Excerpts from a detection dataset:
* Start *
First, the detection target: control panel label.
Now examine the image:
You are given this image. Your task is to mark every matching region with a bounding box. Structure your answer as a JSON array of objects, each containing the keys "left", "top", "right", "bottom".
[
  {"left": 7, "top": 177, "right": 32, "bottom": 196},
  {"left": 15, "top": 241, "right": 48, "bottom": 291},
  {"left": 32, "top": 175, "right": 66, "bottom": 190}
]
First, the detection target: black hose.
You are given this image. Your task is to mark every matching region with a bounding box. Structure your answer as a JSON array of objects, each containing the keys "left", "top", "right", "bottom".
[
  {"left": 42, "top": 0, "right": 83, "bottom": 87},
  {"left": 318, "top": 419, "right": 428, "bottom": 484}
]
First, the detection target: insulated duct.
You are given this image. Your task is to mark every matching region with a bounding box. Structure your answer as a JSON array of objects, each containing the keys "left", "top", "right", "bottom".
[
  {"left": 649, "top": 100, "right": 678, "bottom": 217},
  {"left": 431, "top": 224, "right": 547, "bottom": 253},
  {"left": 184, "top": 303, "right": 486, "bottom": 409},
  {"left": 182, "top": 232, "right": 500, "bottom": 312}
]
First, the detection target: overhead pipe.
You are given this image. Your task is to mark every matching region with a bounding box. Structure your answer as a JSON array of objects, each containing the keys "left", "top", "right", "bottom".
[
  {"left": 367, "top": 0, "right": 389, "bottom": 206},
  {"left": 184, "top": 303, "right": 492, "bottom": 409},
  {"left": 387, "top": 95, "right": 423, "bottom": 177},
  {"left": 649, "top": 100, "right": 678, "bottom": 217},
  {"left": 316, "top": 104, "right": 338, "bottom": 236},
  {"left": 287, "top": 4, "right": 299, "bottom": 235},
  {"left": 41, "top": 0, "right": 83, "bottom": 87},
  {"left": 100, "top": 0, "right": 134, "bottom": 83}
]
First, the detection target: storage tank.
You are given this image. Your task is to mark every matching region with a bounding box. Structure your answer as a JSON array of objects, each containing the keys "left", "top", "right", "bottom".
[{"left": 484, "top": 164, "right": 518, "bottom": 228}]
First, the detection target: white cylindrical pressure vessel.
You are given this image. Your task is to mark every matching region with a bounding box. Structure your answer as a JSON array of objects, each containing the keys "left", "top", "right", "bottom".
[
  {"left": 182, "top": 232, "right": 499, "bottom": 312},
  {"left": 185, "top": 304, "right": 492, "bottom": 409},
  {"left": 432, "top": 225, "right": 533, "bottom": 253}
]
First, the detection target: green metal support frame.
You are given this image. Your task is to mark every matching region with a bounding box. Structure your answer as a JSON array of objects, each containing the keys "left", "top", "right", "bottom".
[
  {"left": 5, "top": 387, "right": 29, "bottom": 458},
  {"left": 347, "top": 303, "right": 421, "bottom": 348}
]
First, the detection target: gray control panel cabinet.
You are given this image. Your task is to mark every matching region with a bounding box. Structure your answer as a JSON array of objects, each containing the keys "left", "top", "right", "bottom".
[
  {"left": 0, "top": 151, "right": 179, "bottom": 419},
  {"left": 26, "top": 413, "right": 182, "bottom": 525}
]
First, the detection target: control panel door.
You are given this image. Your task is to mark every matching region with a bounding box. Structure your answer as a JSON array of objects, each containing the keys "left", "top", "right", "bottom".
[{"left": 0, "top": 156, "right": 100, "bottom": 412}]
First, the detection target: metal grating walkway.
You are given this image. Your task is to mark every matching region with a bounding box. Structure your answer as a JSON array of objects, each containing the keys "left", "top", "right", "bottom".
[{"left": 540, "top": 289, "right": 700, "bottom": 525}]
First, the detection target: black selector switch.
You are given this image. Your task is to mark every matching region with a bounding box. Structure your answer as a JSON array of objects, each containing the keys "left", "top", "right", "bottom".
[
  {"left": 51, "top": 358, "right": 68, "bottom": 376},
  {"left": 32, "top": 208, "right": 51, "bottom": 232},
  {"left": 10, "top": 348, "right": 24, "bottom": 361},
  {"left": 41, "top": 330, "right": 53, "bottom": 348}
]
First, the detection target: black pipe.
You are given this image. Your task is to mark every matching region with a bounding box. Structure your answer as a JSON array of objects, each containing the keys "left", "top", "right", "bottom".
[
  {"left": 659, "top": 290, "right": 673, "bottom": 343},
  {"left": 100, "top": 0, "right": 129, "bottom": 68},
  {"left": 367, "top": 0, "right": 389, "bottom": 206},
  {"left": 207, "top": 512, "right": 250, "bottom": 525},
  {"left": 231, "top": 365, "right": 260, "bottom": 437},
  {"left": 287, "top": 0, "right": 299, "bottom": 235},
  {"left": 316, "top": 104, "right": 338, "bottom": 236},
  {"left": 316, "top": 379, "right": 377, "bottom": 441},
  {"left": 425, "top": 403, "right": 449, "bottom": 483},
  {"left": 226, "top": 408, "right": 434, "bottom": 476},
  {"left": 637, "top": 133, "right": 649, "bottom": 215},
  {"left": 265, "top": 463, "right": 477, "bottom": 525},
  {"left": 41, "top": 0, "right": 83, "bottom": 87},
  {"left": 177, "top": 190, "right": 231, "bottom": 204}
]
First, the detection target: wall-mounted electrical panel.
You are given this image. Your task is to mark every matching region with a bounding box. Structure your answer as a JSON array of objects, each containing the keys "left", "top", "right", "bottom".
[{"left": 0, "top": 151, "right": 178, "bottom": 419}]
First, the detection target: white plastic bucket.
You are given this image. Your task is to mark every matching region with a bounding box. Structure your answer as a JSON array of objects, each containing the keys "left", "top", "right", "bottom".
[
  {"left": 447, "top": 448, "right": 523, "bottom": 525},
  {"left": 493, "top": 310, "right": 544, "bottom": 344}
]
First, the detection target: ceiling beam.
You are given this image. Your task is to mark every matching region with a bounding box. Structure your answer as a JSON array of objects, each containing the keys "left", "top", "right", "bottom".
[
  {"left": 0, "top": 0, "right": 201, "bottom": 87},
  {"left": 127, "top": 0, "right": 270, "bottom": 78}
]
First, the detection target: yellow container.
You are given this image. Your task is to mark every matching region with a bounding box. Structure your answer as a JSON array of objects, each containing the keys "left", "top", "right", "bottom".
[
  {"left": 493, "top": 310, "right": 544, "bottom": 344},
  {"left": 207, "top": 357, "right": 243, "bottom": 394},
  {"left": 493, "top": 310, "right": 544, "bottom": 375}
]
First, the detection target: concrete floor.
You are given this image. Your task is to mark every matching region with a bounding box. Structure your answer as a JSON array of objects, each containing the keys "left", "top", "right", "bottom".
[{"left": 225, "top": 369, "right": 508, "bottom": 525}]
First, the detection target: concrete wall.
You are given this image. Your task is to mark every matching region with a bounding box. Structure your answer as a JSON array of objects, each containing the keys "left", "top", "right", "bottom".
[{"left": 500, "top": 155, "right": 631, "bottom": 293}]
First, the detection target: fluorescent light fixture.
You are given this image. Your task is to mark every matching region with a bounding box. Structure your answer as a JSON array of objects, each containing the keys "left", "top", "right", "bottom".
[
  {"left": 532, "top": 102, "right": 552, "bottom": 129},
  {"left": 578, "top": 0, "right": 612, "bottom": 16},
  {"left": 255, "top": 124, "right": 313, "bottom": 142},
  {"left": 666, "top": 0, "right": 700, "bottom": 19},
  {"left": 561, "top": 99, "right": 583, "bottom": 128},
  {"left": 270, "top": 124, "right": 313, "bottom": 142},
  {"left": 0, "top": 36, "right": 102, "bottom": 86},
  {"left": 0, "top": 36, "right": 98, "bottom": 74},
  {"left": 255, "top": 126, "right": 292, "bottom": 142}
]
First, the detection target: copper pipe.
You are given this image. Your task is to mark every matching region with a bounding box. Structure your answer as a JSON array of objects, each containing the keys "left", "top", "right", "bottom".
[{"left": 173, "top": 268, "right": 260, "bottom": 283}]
* End *
- _WHAT IS ASKED_
Count the lines of the records above that contain the string "pipe", treating case as significant. Reply with the number alone.

- _EXPECTED ANSWER_
3